** start of Document **
There’s an interesting story by David Crowder in this week’s El Paso Inc.
It seems that the City proposed an ordinance restricting the amount of sidewalk merchandising the stores in South El Paso can offer.
The Central Business Association, or CBA, alerted its members and others about the proposed regulations in its first-ever newsletter in August and is quietly trying to fend them off in negotiations.
“The CBA supports a clean, vibrant open-air market downtown,” the newsletter states. “We believe a safe environment means success for everyone.
“But the majority of these new regulations are potentially crushing to our downtown businesses, and there have been no complaints or problems which these regulations would solve.”
Mr. Crowder asked Matthew McElroy, the director of the city’s Development Services Department, about the proposed changes.
[Mr. McElroy] said he couldn’t say who called for the new rules, who was involved in writing them or what problems they are intended to correct.
Peculiar, isn’t it? The motivation for the proposal is enigmatic. The only effect seems to be to punish the store owners in South El Paso.
** end of Document **
** start of Supplied material **
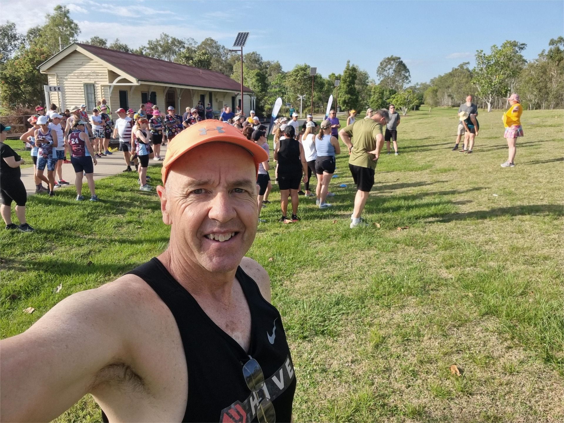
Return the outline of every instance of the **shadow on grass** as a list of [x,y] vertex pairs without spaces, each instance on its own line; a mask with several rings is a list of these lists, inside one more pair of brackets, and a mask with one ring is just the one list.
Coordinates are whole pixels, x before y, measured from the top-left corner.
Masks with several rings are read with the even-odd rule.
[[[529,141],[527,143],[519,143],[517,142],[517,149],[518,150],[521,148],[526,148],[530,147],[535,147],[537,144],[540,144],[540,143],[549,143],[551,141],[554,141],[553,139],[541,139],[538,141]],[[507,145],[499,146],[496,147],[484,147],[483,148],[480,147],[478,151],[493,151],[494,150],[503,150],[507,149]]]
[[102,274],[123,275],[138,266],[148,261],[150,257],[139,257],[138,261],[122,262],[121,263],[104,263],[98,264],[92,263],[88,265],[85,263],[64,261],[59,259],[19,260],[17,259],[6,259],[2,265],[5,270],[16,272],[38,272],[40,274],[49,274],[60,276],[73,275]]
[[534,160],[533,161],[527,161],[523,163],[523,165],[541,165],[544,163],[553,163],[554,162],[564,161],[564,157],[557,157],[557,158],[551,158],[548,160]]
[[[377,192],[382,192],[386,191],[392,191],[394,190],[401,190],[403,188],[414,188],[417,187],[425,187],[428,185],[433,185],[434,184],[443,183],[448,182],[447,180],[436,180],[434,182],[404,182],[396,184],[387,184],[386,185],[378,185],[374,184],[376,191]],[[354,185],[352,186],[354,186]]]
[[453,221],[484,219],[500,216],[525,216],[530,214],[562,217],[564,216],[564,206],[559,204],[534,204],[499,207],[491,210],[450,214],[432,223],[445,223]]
** end of Supplied material **
** start of Supplied material **
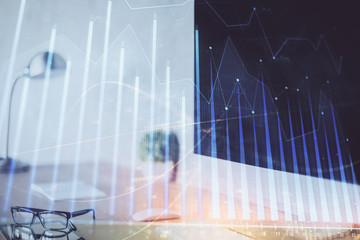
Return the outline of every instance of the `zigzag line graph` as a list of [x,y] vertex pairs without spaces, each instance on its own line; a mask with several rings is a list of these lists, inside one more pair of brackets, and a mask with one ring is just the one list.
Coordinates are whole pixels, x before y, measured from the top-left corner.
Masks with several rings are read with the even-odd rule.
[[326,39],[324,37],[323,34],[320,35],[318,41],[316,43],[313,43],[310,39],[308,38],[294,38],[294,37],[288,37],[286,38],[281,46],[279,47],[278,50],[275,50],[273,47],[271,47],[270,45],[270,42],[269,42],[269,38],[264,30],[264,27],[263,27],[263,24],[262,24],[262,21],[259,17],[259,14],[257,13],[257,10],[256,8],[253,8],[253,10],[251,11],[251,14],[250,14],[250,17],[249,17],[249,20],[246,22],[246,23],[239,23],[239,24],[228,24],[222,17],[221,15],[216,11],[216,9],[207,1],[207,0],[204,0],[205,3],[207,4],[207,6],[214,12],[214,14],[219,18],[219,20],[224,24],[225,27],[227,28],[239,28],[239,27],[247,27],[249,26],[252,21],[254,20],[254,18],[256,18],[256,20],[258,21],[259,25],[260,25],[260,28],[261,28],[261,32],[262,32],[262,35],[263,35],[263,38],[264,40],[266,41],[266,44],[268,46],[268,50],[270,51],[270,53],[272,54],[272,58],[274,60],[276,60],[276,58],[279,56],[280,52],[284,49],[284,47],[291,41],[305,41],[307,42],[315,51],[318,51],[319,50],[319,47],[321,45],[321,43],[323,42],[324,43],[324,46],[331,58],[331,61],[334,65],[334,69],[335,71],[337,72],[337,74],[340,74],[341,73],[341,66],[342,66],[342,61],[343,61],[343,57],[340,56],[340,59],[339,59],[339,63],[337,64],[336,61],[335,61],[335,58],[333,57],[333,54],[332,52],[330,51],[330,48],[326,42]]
** end of Supplied material **
Tasks for this exercise:
a. In the piece about sidewalk merchandising rules in South El Paso, what three things did Mr. McElroy say he couldn't say?
b. Pick up the piece about sidewalk merchandising rules in South El Paso after its last sentence and keep writing it.
The records that come after the text have nothing to do with it.

Expected responses:
a.
- Who called for the new rules
- Who was involved in writing them
- What problems they are intended to correct

b.
Perhaps that was the goal?
When the Ciudad Juarez administration wanted to close the businesses in the Mariscal, even the more legitimate businesses there, they sent the police to stop and frisk everybody who walked down the street, apparently as an annoyance/harassment tactic. At first, I resented the indignity of standing with my hands against a wall as the police went through my pockets, but after a while, I accepted it as part of the weird Juarez experience. I was never robbed by the cops, but some of my friends were.
The Arbolito was one of my favorite bars. It was an historic little joint on Mariscal Street, sandwiched between a taco counter and a strip club called the Dia y Noche. Old men would gather at the Arbolito to hang out and drink chuchupastes, an indigenous tincture of roots carried down from the Sierra Tarahumara in tequila. The Arbolito was a decent joint, devoid of pleasures of the flesh, but it got caught up in the drift net of urban renewal, like a dolphin in a tuna net.
After the businesses declined, the city offered to buy them out, at fire sale prices. The Arbolito succumbed to the economic pressure.
The same stop-and-frisk policy was enforced as recently as last year near the Café Nuevo Central, according to this report from Frontera Norte Sur.
Now, of course, the area that was the Mariscal, teeming with sordid business, is vacant lots covered with paving stones. Some would say that it’s an improvement. Many would not.
One Juarez business owner speculates that the current infrastructure improvements in downtown are yet another ploy to drive the current businesses out, to make way for whatever dubious unannounced improvements are in the works. Perhaps the same Machiavellian mindset is controlling efforts on this side of the border.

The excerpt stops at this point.